### Stated problem
Which lines in the records below contain the string "tree"? Show each of those lines in full.

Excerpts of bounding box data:

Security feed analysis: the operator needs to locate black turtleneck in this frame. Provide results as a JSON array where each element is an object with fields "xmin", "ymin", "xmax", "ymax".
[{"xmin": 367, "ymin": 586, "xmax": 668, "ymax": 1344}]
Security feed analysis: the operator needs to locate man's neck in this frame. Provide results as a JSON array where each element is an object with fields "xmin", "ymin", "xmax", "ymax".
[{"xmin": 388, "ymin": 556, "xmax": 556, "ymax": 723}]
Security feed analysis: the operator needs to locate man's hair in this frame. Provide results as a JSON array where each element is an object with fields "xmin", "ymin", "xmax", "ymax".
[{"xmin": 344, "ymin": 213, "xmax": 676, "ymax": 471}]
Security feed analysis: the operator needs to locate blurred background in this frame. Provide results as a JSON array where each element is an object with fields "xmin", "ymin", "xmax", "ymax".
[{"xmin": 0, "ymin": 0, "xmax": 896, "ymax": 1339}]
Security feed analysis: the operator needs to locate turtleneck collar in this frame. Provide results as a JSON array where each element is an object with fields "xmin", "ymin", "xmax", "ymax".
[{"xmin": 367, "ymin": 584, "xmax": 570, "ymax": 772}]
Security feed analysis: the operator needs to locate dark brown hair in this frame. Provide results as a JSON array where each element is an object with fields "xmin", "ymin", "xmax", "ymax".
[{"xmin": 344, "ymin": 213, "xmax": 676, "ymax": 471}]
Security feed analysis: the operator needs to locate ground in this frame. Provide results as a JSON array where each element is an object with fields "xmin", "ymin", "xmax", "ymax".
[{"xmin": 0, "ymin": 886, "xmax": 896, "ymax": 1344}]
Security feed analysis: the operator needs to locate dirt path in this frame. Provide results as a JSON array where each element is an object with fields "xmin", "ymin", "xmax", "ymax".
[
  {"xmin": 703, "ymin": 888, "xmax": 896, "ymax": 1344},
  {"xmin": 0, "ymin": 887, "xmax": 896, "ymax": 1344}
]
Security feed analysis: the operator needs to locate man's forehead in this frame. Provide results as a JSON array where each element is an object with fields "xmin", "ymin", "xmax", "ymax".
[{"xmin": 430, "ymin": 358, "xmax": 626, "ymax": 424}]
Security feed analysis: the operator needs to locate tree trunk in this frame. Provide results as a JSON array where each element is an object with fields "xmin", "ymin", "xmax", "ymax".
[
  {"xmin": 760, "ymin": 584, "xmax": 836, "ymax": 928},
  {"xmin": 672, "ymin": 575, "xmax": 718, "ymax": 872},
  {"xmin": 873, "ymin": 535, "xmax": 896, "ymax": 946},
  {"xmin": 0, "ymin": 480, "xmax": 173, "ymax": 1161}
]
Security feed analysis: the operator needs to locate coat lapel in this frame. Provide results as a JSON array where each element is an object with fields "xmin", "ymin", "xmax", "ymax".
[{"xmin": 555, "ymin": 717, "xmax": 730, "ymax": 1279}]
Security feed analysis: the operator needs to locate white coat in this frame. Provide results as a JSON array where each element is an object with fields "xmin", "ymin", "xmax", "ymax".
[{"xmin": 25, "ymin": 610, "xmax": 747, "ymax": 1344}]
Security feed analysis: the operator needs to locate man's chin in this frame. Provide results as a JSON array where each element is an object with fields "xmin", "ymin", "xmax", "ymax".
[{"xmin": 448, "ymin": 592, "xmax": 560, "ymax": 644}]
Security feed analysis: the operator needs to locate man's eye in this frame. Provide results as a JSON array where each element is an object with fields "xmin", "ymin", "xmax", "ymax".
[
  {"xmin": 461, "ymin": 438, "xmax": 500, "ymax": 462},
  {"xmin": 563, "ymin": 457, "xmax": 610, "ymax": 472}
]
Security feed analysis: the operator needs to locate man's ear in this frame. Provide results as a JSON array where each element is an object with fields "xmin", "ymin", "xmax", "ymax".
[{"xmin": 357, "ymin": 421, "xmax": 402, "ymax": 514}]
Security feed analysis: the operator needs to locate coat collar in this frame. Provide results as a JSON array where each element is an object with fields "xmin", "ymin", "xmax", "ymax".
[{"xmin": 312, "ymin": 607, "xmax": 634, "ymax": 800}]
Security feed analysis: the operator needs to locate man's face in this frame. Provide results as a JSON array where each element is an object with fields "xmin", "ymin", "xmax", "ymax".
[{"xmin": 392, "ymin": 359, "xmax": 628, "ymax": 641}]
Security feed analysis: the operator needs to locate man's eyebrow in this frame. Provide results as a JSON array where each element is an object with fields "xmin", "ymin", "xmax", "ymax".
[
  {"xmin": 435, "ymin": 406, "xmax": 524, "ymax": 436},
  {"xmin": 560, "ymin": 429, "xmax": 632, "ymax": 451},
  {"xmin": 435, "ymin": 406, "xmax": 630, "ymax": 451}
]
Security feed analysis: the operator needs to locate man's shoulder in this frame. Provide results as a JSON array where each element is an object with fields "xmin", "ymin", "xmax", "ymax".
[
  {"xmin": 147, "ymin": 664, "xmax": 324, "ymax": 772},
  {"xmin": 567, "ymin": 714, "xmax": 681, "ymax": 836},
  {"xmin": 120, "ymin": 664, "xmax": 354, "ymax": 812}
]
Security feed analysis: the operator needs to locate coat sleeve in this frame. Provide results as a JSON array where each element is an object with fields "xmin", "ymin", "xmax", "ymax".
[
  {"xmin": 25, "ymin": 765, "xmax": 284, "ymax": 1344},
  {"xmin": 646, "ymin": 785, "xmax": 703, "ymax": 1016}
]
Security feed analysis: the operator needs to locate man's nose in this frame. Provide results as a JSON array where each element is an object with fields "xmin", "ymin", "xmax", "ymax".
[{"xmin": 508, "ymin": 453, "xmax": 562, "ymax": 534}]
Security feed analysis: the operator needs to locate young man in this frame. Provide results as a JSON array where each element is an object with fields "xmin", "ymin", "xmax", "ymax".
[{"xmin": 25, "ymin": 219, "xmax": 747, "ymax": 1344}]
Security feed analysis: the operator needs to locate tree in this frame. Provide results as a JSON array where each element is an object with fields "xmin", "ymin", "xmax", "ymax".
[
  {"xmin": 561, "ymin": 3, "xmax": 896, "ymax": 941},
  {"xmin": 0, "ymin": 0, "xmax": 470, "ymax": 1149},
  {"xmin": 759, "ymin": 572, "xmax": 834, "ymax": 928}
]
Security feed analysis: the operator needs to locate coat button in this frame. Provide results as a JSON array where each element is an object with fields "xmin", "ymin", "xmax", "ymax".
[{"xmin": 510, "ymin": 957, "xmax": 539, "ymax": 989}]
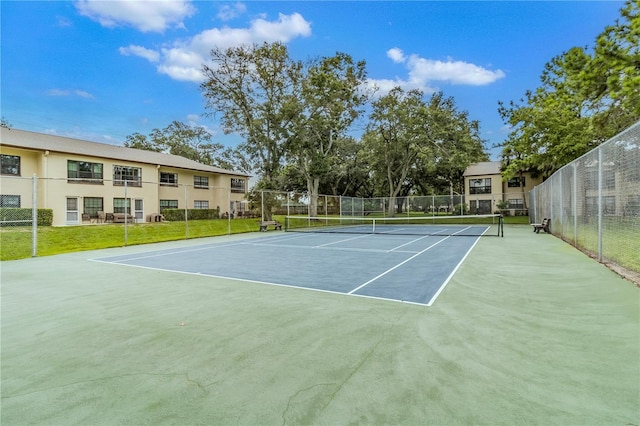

### Response for this exercise
Security feed analysis: the operator needs to locate tree trunk in this frame. Provide results as a JSON array where each element is an object with fields "xmin", "ymin", "xmax", "ymax".
Security feed analysis: the operator needs to locate tree in this frame. Provide results as a JSON array where each element is an object with fields "xmin", "ymin", "xmax", "ymax".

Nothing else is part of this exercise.